- [WHAT TO PRODUCE]:
Output everything in the data exactly, leaving the pictures out.

START DATA EXTRACTS

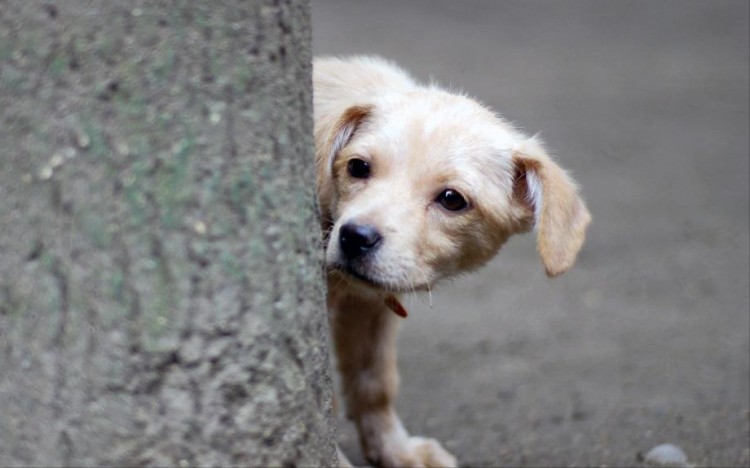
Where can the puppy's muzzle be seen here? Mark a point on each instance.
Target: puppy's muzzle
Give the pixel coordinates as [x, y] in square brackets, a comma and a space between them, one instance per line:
[358, 240]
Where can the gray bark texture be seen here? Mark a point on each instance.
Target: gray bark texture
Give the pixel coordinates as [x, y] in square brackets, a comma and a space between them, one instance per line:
[161, 290]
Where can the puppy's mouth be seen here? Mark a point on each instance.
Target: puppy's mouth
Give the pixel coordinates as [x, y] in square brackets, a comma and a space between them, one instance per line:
[352, 273]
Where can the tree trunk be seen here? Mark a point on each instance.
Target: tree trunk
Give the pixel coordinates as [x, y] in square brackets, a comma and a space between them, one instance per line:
[161, 289]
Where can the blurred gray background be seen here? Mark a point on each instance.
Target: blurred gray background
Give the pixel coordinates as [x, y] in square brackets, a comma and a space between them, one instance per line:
[646, 340]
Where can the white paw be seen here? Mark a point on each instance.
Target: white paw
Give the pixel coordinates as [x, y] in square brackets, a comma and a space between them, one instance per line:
[418, 452]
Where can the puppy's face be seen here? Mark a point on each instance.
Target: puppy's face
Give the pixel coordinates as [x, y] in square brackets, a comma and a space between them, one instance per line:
[424, 186]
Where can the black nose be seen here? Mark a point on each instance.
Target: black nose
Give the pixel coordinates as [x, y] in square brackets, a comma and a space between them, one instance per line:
[358, 239]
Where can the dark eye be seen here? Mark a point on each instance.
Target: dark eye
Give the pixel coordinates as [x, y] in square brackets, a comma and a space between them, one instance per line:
[451, 200]
[358, 168]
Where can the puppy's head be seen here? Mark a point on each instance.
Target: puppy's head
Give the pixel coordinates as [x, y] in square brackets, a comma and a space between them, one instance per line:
[420, 186]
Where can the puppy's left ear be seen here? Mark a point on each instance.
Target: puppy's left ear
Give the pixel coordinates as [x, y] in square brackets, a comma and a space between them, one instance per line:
[560, 215]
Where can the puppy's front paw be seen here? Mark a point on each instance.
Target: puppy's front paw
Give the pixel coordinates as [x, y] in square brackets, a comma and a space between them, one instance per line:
[418, 452]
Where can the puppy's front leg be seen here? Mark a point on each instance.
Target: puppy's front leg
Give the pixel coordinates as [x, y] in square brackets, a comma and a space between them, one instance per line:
[365, 339]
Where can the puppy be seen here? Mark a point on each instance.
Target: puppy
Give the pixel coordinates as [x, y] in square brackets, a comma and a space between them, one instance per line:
[417, 184]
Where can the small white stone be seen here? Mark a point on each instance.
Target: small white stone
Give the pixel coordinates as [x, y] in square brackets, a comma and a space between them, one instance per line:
[200, 227]
[55, 161]
[666, 455]
[83, 140]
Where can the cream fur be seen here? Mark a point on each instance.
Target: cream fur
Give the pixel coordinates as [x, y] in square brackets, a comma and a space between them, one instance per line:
[419, 141]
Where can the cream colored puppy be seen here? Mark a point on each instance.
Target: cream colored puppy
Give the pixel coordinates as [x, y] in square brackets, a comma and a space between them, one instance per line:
[417, 184]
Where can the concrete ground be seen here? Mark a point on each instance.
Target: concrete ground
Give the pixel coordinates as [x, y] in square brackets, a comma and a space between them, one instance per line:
[646, 340]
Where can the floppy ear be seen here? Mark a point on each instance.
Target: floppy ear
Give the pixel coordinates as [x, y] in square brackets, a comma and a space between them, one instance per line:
[560, 215]
[332, 133]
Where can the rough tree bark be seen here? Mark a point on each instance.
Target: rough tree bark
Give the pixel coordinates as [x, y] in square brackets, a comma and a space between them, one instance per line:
[161, 296]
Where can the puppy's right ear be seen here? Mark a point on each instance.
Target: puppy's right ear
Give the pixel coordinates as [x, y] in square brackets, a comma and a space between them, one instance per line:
[341, 132]
[331, 135]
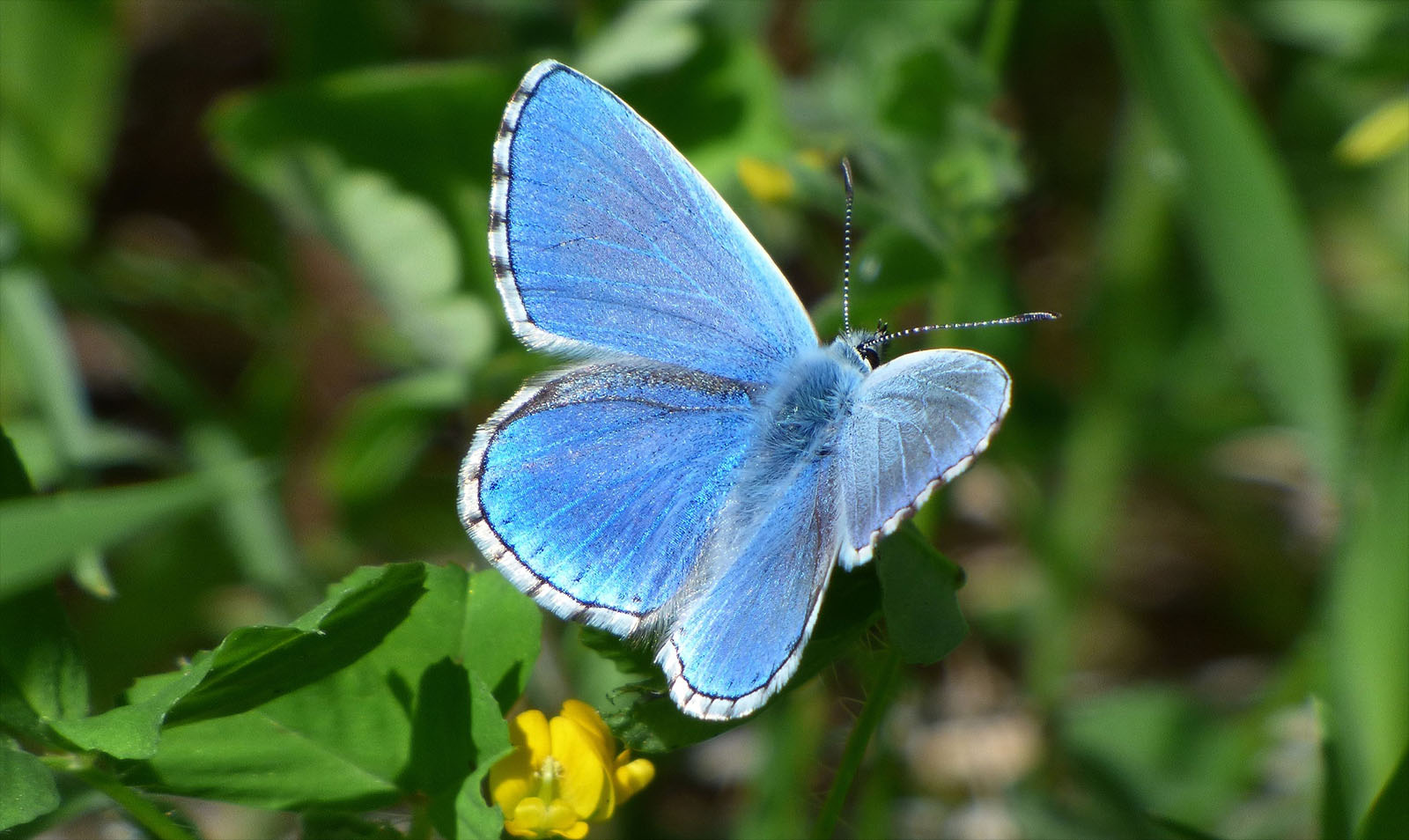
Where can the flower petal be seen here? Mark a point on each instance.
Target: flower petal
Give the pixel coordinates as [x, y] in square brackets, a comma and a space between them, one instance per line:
[527, 819]
[631, 776]
[564, 821]
[584, 781]
[591, 720]
[530, 729]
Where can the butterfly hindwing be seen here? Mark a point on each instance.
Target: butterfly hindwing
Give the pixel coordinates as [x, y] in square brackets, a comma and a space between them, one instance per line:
[594, 490]
[918, 422]
[605, 239]
[741, 637]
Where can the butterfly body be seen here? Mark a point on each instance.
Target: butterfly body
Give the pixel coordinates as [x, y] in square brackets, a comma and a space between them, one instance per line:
[706, 464]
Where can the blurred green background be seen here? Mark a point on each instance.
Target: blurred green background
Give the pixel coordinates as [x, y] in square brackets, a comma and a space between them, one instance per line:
[246, 282]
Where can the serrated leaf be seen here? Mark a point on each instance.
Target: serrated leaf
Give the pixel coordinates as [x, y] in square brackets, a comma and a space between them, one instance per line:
[380, 727]
[41, 670]
[28, 786]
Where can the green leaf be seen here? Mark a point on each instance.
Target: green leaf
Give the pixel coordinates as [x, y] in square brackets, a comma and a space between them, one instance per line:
[28, 786]
[58, 116]
[255, 664]
[41, 345]
[14, 483]
[385, 431]
[321, 825]
[382, 727]
[1246, 225]
[1367, 623]
[472, 814]
[653, 723]
[375, 159]
[41, 670]
[919, 589]
[1388, 816]
[40, 536]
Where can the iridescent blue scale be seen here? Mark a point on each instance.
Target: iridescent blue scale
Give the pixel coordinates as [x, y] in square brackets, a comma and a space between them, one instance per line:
[702, 467]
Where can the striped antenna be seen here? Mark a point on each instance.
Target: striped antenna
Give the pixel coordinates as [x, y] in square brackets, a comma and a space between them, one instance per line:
[1021, 319]
[845, 251]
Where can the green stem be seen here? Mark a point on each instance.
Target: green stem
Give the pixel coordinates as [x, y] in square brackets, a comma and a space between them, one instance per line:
[998, 33]
[420, 822]
[857, 741]
[141, 809]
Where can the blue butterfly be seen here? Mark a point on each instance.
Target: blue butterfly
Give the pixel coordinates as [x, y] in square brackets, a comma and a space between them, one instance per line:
[704, 462]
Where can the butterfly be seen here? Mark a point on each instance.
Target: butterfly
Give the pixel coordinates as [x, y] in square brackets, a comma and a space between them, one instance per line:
[704, 464]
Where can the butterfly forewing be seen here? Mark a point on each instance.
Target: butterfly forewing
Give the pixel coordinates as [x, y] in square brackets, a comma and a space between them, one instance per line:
[918, 422]
[605, 239]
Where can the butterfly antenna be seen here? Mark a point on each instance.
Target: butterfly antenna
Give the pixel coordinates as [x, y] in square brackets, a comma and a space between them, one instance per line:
[845, 250]
[1021, 319]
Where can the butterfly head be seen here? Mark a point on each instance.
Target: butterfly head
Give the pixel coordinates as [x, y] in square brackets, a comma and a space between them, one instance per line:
[868, 344]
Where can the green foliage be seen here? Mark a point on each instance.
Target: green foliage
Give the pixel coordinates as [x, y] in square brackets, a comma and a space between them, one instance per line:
[247, 328]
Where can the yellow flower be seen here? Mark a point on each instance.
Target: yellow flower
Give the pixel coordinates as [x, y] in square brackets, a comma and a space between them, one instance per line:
[767, 182]
[1377, 136]
[561, 774]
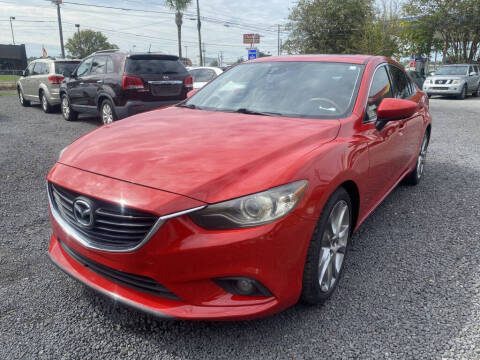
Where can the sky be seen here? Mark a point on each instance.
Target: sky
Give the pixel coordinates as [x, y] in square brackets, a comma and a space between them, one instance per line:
[151, 24]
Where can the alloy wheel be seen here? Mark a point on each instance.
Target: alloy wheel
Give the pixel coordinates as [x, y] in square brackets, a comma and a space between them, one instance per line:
[65, 107]
[422, 157]
[334, 246]
[107, 114]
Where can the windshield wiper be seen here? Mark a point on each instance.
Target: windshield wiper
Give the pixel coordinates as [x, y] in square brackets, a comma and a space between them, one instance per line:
[253, 112]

END DATA EXTRACTS

- [RESULT]:
Where can the puppy's muzzle be seen here? Mark a point on each instance.
Target: puppy's muzzle
Give the pixel coordinates as [x, y] in square brackets, a comma and a space between them, one instance per line:
[358, 240]
Where can the gray bark texture be seen here? Mark a point on each instance.
Target: gray bark texture
Give the pixel coordinates as [x, y] in square brackets, a comma and a space between them, one instance per line:
[161, 290]
Where can the puppy's mouth be seen here? Mark a point on each instance.
Target: puppy's mouth
Give the pixel coordinates as [x, y] in square brackets, a comma and a space between them, one instance per line:
[352, 273]
Where can the tree trunk be seen here? Mark a point on each instance.
Target: tree trunk
Give the pixel coordinates as [x, y] in square brackets, a comma and a space between them, one instance per line:
[161, 289]
Where can the blurred gray background be seen here? Mark a point on each instance.
Target: blurred gray background
Give the pixel coordinates as [x, y] in square brackets, a comma and a space between them, one instance per line:
[646, 340]
Where can the white paw be seen here? Mark a point on each instance.
Target: white paw
Give the pixel coordinates as [x, y] in square brackets, a comma and a space between them, one instance per line:
[418, 452]
Where can the puppy's face be seen here? Mark a point on each instance.
Target: puppy's face
Give the pixel coordinates as [x, y] in square brackets, a comma and a space between them, one instance per line:
[424, 186]
Where can the black nose be seen here? Mark a point on each instance.
Target: black nose
Give the pixel coordinates as [x, y] in square brackets, a comma and a space between them, one instance per line:
[358, 239]
Where can the dark eye be seen here? Mark a point on each instance.
Target: dark eye
Give the pixel coordinates as [x, y] in square brackets, a comma and a space between them, one instance per line:
[451, 200]
[358, 168]
Where can the puppy's head be seen here? Mark a point on each instance.
Target: puppy's head
Give the pixel coordinates as [x, y] in square brackets, a comma and a space between them, one instance per line:
[420, 186]
Where can the puppy's left ear be seen here? Mark a point on each instance.
Target: puppy's left ear
Give the pixel coordinates as [x, y] in square brackets, a comma and a space between them, one instance per line:
[560, 215]
Where can the puppy's front paw be seen here? Mark a point on each instance.
Target: puppy's front paw
Give the pixel coordinates as [x, y] in square brackets, a comma and a space between them, one instance per line:
[418, 452]
Where can the puppy's front leg be seen here? Mark a point on each instance.
Target: puppy's front leg
Give the pixel coordinates as [x, y] in square brackets, a comma and a space between them, one instance per line:
[365, 339]
Where can the puppy be seen here? Mark a point on each instance.
Target: puppy
Give the pixel coordinates as [x, y] in square brackets, a comma and a space between them, one instance per line:
[417, 184]
Where can the small white stone be seen here? Mark a point on each instance.
Target: small white stone
Give the pixel coordinates as [x, y] in square brackets, a comma and a space between them, one instance per line:
[200, 227]
[55, 161]
[666, 455]
[83, 140]
Where can the cream fur be seen here? Mark a point on each instance.
Target: cream fur
Give the pixel coordinates as [x, y] in square brackets, a comma and a space between them, one instance per line:
[419, 141]
Where can the cream colored puppy be seen here? Mark a point on each instance.
Target: cream colored puppy
Give the pixel coordinates as [x, y] in square brackets, a comma and a space between them, one instance per line:
[417, 184]
Where can the concrete ground be seen here? Mark a point on each instance.
Target: concrete ground
Give the pixel coordinates as [x, y] in square brackets, a comma and a space between them, one instance per line:
[646, 340]
Where can the floppy ear be seen here? Mark a point on each instance.
Target: floppy ear
Give the pixel coordinates as [x, y] in square brackets, a comma and a space between them, one instance per line:
[560, 215]
[332, 133]
Where can the rough tree bark be seen here? Mark a point on each instance.
Target: rough tree bark
Give the pixel coordinates as [x, y] in square brackets, a comma and a space between them, one instance per line:
[161, 296]
Where can the puppy's right ear be seen here? Mark a point on each instance.
Target: puppy's right ear
Give the pixel coordinates as [x, y] in square brackets, a comma and a space between them, one instance per line:
[341, 132]
[331, 135]
Where can the flower petal be seen here? Mark a point on each instance.
Target: flower petal
Give the pixel coordinates as [x, y] in square brackets, a comma and a space between them, one instance per line:
[527, 819]
[631, 776]
[564, 821]
[584, 781]
[591, 720]
[530, 729]
Where can the butterfly hindwing be seen here? Mark a point on each instance.
Target: butterfly hindwing
Give the pixel coordinates as [x, y] in square brackets, a comma and a space between them, one instance per line:
[594, 490]
[918, 422]
[605, 239]
[741, 637]
Where can the butterfly body be seen here? Mark a point on each instance.
Target: butterfly body
Give the pixel coordinates as [x, y] in square brackets, a comma and a space between them, one instance per line:
[706, 464]
Where can the blurred green background be seen here? Mark a point on each instance.
Target: blurred green background
Give the pixel coordinates as [x, y] in square brackets, a comma and a space between them, one instance per line:
[246, 282]
Where can the serrated leaf be seen here? Mark a point on each instance.
Target: serrated leaf
Give the pixel coordinates as [x, y] in square brackets, a comma and a space between them, one instance per line:
[380, 727]
[41, 670]
[28, 786]
Where can the green leaf be seen here? Mark a point on each instance.
Target: green leaf
Give the pixel coordinates as [x, y] in square brackets, a comma and a space between them, one instance per line:
[28, 786]
[58, 116]
[255, 664]
[41, 345]
[14, 483]
[385, 431]
[321, 825]
[382, 727]
[1246, 225]
[1367, 623]
[472, 814]
[653, 723]
[375, 159]
[41, 670]
[919, 589]
[1388, 816]
[40, 536]
Where can the iridescent blue scale be seen here? Mark a point on each instance.
Target: iridescent blue scale
Give the pixel coordinates as [x, y] in square brackets, a comma and a space between them, one instance per line:
[702, 467]
Where can the striped antenna be seen here? Mark a point on each instance.
Target: striped antenna
Give the pixel coordinates as [x, y] in square brackets, a comma and a space between them, one instance per line:
[1021, 319]
[845, 251]
Where can the green stem be seen here? Mark a point on each instance.
Target: green stem
Give the pixel coordinates as [x, y] in square brackets, a comma and a space between them, one instance per line:
[998, 33]
[420, 822]
[857, 741]
[141, 809]
Where can the blue butterfly be seen here? Mark a point on each instance.
Target: blue butterfly
Give the pixel coordinates as [x, y] in square brackets, a comma and a space between them, one instance per line:
[704, 462]
Where can the butterfly be seen here? Mark a point on each instance.
Target: butterfly
Give the pixel coordinates as [x, y] in square brackets, a comma and a space between them, one instance per line:
[704, 464]
Where can the butterfly forewing be seen here? Mark a point on each instance.
Target: butterfly forewing
Give the pixel coordinates as [x, y] in square brackets, a comma and a space between them, one instance per line:
[918, 422]
[605, 239]
Where can the butterfly antenna be seen here? Mark a point on each instance.
Target: butterfly antenna
Give the pixel coordinates as [x, y] in square brackets, a comma and a space between them, one instance per line:
[845, 250]
[1021, 319]
Where can the butterfly head be seen here? Mark a point on each instance.
Target: butterfly head
Give the pixel coordinates as [x, y] in square brackets, a comma and a space between them, one instance per line:
[868, 344]
Where can the green foliage be seen here? Mark a point on each instance.
Target: green foliage
Give the pixel coordinates as [x, y] in square brackets, a comma and a space between them, one instance per line:
[247, 328]
Where can the yellow flower be seen here? Mark a point on each instance.
Target: yellow flower
Give the pixel coordinates as [x, y] in square brackets, a comma and a space between them, one instance per line:
[767, 182]
[1377, 136]
[561, 774]
Where can the sky be seen here? Mark a point on each instance.
Target: sky
Give the pixel coordinates as [x, y] in square brackets, a comma and a space between them, one instance per line:
[151, 24]
Where can the alloy wheel be seen here? Mark a point on each instance.
Target: alloy wheel
Give the pixel coordinates as [x, y] in square brackets, a comma and a space between them, one instance per line:
[65, 107]
[422, 157]
[334, 246]
[107, 114]
Where can the windshield wiper be seen here? Mark a point on each instance.
Target: windshield wiper
Give the pixel coordinates as [x, y] in square brackets, a comma and a space between them, one instance per line:
[253, 112]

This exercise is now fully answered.